◆ **Written request**: Write out the material exactly, with the pictures left out.

◆ **Material provided**:
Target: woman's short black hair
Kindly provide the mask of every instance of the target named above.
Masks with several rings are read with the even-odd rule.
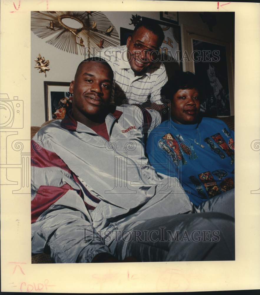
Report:
[[[201,81],[195,74],[191,72],[181,72],[168,80],[161,89],[162,101],[171,101],[174,95],[179,89],[194,88],[199,93],[200,101],[203,102],[203,87]]]

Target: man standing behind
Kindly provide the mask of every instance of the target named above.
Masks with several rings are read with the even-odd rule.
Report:
[[[148,99],[155,108],[162,107],[160,89],[168,79],[164,65],[157,61],[164,39],[158,24],[143,21],[136,25],[126,46],[110,47],[99,53],[114,72],[116,104],[126,101],[130,104],[142,104]]]

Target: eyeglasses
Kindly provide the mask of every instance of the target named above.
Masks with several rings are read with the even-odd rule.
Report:
[[[145,46],[141,43],[139,43],[139,42],[134,42],[132,36],[131,36],[131,40],[133,42],[135,49],[137,51],[141,51],[142,52],[144,52],[147,53],[148,57],[152,56],[153,57],[156,56],[158,54],[158,50],[149,48],[147,46]]]

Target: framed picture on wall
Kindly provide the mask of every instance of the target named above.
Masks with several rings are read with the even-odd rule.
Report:
[[[126,45],[127,38],[133,33],[133,30],[125,28],[120,28],[120,45]]]
[[[69,82],[45,81],[44,99],[45,119],[62,119],[72,108],[72,97],[69,88]]]
[[[160,11],[160,19],[176,24],[179,24],[179,15],[176,11]]]

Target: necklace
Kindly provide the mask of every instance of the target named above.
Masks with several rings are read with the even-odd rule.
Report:
[[[174,129],[175,129],[175,130],[177,130],[177,131],[178,131],[178,129],[177,129],[177,128],[176,128],[176,127],[175,126],[173,126],[173,124],[172,123],[171,123],[171,125],[172,126],[172,127],[173,127],[173,128],[174,128]],[[199,146],[200,146],[201,148],[204,148],[205,147],[204,146],[200,143],[201,140],[201,133],[200,132],[200,131],[199,130],[198,125],[198,126],[197,127],[197,135],[196,137],[196,140],[194,139],[193,138],[190,138],[190,137],[188,137],[188,138],[190,140],[192,140],[195,143],[196,143],[196,145],[197,145]],[[199,142],[198,142],[197,139],[198,137],[198,135],[199,136]]]

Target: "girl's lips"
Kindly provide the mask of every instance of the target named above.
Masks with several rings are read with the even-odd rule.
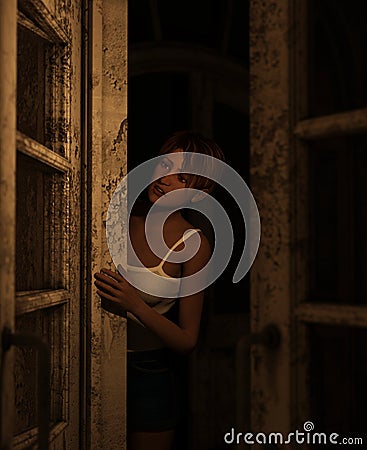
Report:
[[[161,189],[161,188],[160,188],[159,186],[157,186],[156,184],[153,186],[153,191],[154,191],[157,195],[159,195],[159,196],[165,194],[164,190]]]

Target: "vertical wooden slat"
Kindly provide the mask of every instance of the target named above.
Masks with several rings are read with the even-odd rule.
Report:
[[[0,2],[0,325],[14,327],[16,0]],[[1,338],[0,338],[1,339]],[[14,397],[13,355],[3,355],[1,448],[11,448]]]

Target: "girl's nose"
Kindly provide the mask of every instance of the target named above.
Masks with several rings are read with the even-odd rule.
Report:
[[[165,186],[169,186],[171,184],[172,175],[166,175],[158,180],[159,183],[164,184]]]

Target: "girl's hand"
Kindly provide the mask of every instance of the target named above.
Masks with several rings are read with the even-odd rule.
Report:
[[[102,300],[108,300],[132,313],[141,304],[136,288],[119,273],[103,268],[94,274],[94,278],[97,294]]]

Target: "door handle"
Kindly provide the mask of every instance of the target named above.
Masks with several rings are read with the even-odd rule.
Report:
[[[32,347],[38,354],[37,400],[38,400],[38,449],[49,448],[50,421],[50,375],[51,355],[49,345],[36,334],[13,333],[5,327],[2,333],[2,350],[8,351],[14,347]]]

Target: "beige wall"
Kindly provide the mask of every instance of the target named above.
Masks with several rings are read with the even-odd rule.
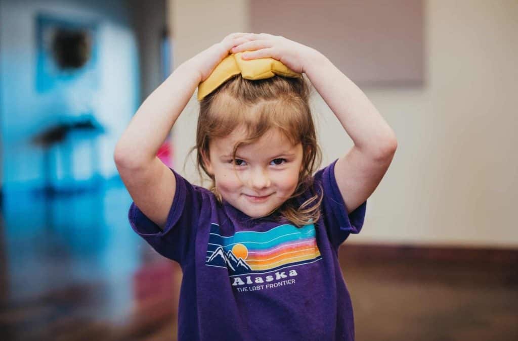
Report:
[[[175,66],[228,33],[249,32],[247,2],[169,5]],[[518,246],[518,3],[430,0],[424,17],[424,87],[363,88],[398,148],[368,200],[363,230],[348,243]],[[173,130],[176,168],[192,180],[192,167],[182,167],[197,105],[193,96]],[[318,94],[312,107],[325,165],[352,141]]]

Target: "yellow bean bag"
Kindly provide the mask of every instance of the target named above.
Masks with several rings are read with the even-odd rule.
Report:
[[[232,53],[223,58],[210,75],[198,85],[198,100],[214,91],[232,76],[241,73],[245,79],[256,80],[273,77],[276,75],[285,77],[301,77],[279,61],[273,58],[243,60],[244,52]]]

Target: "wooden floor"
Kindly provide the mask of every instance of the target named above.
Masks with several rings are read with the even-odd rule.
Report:
[[[181,272],[131,230],[131,202],[120,186],[4,198],[0,340],[176,339]],[[349,242],[357,340],[518,340],[515,263],[367,258]]]

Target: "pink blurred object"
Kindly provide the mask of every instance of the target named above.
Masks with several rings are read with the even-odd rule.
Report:
[[[156,156],[168,167],[172,168],[172,147],[170,141],[166,139],[159,149]]]

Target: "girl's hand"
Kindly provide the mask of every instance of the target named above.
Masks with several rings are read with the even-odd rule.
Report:
[[[309,62],[311,57],[318,53],[314,49],[281,36],[251,33],[246,37],[246,40],[231,48],[231,52],[252,51],[243,53],[243,60],[271,57],[300,73],[305,72],[306,63]]]
[[[218,64],[228,55],[231,49],[251,40],[250,34],[231,33],[220,42],[214,44],[189,60],[189,63],[199,71],[199,82],[207,79]]]

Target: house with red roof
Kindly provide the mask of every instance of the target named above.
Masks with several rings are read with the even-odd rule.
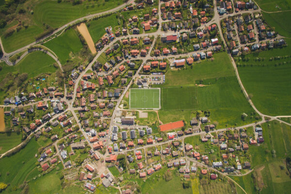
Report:
[[[154,143],[154,141],[151,138],[148,138],[147,141],[146,141],[147,144],[153,144]]]
[[[167,63],[162,62],[160,63],[160,68],[161,69],[165,69],[167,67]]]
[[[123,71],[123,70],[124,70],[124,69],[125,69],[125,67],[124,67],[124,65],[120,65],[120,66],[119,66],[119,71]]]
[[[43,165],[41,165],[41,168],[43,169],[43,171],[45,171],[49,168],[49,165],[48,163],[45,163]]]
[[[149,66],[149,65],[145,65],[145,66],[144,66],[144,71],[150,71],[150,66]]]
[[[170,53],[170,50],[169,50],[168,48],[163,48],[162,49],[162,54],[164,55],[167,55],[167,54],[168,54],[169,53]]]
[[[117,160],[117,155],[112,155],[110,157],[105,158],[105,162],[111,162],[112,161],[116,161]]]
[[[151,168],[147,170],[147,175],[152,175],[155,172],[155,170],[153,168]]]
[[[130,54],[133,57],[137,56],[139,54],[139,50],[137,49],[130,50]]]
[[[93,168],[92,167],[92,166],[91,166],[91,165],[87,164],[86,165],[86,166],[85,166],[85,167],[86,167],[86,169],[87,170],[88,170],[91,173],[93,173],[93,172],[94,172],[94,170],[95,170],[94,168]]]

◆ **The reply**:
Target: woman's short black hair
Kindly provide the mask of every instance of the target named above.
Masks with several rings are read with the even-odd rule.
Report:
[[[201,81],[195,74],[191,72],[181,72],[168,80],[161,89],[162,101],[171,101],[174,95],[179,89],[194,88],[199,93],[200,101],[203,102],[203,87]]]

Target: man standing behind
Kindly provide the mask of every instance of the target named above.
Masks with several rings are read with the even-odd rule.
Report:
[[[148,99],[155,108],[162,107],[160,89],[168,79],[164,65],[157,61],[164,39],[158,24],[143,21],[136,25],[126,46],[110,47],[99,53],[114,72],[116,104],[126,101],[130,104],[142,104]]]

Target: eyeglasses
Kindly provide the mask of every instance of the target named above.
Masks with several rings are read with the even-odd rule.
Report:
[[[145,46],[141,43],[139,43],[139,42],[134,42],[132,36],[131,36],[131,40],[133,42],[135,49],[137,51],[141,51],[142,52],[144,52],[147,53],[148,57],[152,56],[153,57],[156,56],[158,54],[158,50],[149,48],[147,46]]]

Target: framed picture on wall
Kindly provide the mask of every instance of the target named above.
Masks with several rings are read with the even-odd rule.
Report:
[[[126,45],[127,38],[133,33],[133,30],[125,28],[120,28],[120,45]]]
[[[69,82],[45,81],[44,99],[45,119],[62,119],[72,108],[72,97],[69,88]]]
[[[160,11],[160,19],[176,24],[179,24],[179,15],[176,11]]]

Target: necklace
Kindly provide the mask of every instance of the target named above.
Masks with several rings are read with the even-odd rule.
Report:
[[[174,129],[175,129],[175,130],[177,130],[177,131],[178,131],[178,129],[177,129],[177,128],[176,128],[176,127],[175,126],[173,126],[173,124],[172,123],[171,123],[171,125],[172,126],[172,127],[173,127],[173,128],[174,128]],[[199,146],[200,146],[201,148],[204,148],[205,147],[204,146],[200,143],[201,140],[201,133],[200,132],[200,131],[199,130],[198,125],[198,126],[197,127],[197,135],[196,137],[196,140],[194,139],[193,138],[190,138],[190,137],[188,137],[188,138],[190,140],[192,140],[195,143],[196,143],[196,145],[197,145]],[[199,142],[198,142],[197,139],[198,137],[198,135],[199,136]]]

Target: "girl's lips"
Kindly provide the mask of every instance of the target named above.
Masks with several rings are read with the even-odd rule.
Report:
[[[161,189],[161,188],[160,188],[159,186],[157,186],[156,184],[153,186],[153,191],[154,191],[157,195],[159,195],[159,196],[165,194],[164,190]]]

Target: "vertical wooden slat"
Kindly provide the mask of every instance of the target named above.
Masks with several rings are read with the even-odd rule.
Report:
[[[0,2],[0,325],[14,327],[16,0]],[[1,338],[0,338],[1,339]],[[14,397],[13,355],[3,355],[1,448],[11,448]]]

Target: "girl's nose"
Kindly provide the mask of every instance of the target named above.
Masks with several rings are read with the even-odd rule.
Report:
[[[165,186],[169,186],[171,184],[172,175],[166,175],[158,180],[159,183],[164,184]]]

Target: "girl's hand"
Kindly provide the mask of every instance of the target named above.
Masks with several rings are read with the even-odd rule.
Report:
[[[102,300],[108,300],[132,313],[141,304],[136,288],[119,273],[103,268],[94,274],[94,278],[97,294]]]

Target: "door handle"
Kindly provide the mask of every instance of the target named above.
Masks with several rings are read with the even-odd rule.
Report:
[[[32,347],[38,354],[37,400],[38,400],[38,449],[49,448],[50,421],[50,375],[51,355],[49,345],[36,334],[13,333],[5,327],[2,333],[2,350],[8,351],[14,347]]]

Target: "beige wall"
Kindly provide the mask of every instance of the target named above.
Masks with several rings are read with the even-odd rule.
Report:
[[[175,66],[228,33],[249,32],[247,2],[169,5]],[[518,246],[518,3],[430,0],[424,17],[424,87],[363,88],[398,148],[368,200],[363,230],[348,243]],[[173,130],[176,168],[192,180],[192,167],[182,167],[197,105],[193,96]],[[318,94],[312,107],[325,165],[352,141]]]

Target: "yellow bean bag"
Kindly provide the mask of every instance of the target named above.
Masks with several rings are read with the even-odd rule.
Report:
[[[232,53],[223,58],[210,75],[198,85],[198,100],[214,91],[232,76],[241,73],[245,79],[256,80],[273,77],[276,75],[285,77],[301,77],[279,61],[273,58],[243,60],[244,52]]]

Target: "wooden floor"
Kindly provide the mask of every instance of the target named above.
Masks with several rings are read with the even-odd rule.
Report:
[[[181,272],[131,230],[131,202],[120,186],[4,198],[0,340],[176,339]],[[349,242],[357,340],[518,340],[515,263],[367,258]]]

Target: "pink blurred object"
Kindly provide the mask of every instance of the target named above.
Masks with several rings are read with the even-odd rule.
Report:
[[[156,156],[168,167],[172,168],[172,147],[170,141],[166,139],[159,149]]]

Target: "girl's hand"
Kindly provide the mask of every instance of the target named above.
Masks with several rings are read with the even-odd rule.
Report:
[[[309,62],[311,57],[318,53],[314,49],[281,36],[251,33],[246,37],[246,40],[231,48],[231,52],[252,51],[243,53],[243,60],[271,57],[300,73],[305,72],[306,63]]]
[[[218,64],[228,55],[231,49],[251,40],[250,34],[231,33],[220,42],[214,44],[189,60],[189,63],[199,71],[199,82],[207,79]]]

Target: house with red roof
Kindly provide the mask of every instance of the target named above.
Masks with several rings are read with the even-odd rule.
Report:
[[[154,143],[154,141],[151,138],[148,138],[147,141],[146,141],[147,144],[153,144]]]
[[[167,63],[162,62],[160,63],[160,68],[161,69],[165,69],[167,67]]]
[[[123,71],[123,70],[124,70],[124,69],[125,69],[125,67],[124,67],[124,65],[120,65],[120,66],[119,66],[119,71]]]
[[[43,165],[41,165],[41,168],[43,169],[43,171],[45,171],[49,168],[49,165],[48,163],[45,163]]]
[[[149,66],[149,65],[145,65],[145,66],[144,66],[144,71],[150,71],[150,66]]]
[[[170,53],[170,50],[169,50],[168,48],[163,48],[162,49],[162,54],[164,55],[167,55],[167,54],[168,54],[169,53]]]
[[[117,160],[117,155],[112,155],[110,157],[105,158],[105,162],[111,162],[112,161],[116,161]]]
[[[151,168],[147,170],[147,175],[152,175],[155,172],[155,170],[153,168]]]
[[[130,54],[133,57],[137,56],[139,54],[139,50],[137,49],[130,50]]]
[[[93,168],[92,167],[92,166],[91,166],[91,165],[87,164],[86,165],[86,166],[85,166],[85,167],[86,167],[86,169],[87,170],[88,170],[91,173],[93,173],[93,172],[94,172],[94,170],[95,170],[94,168]]]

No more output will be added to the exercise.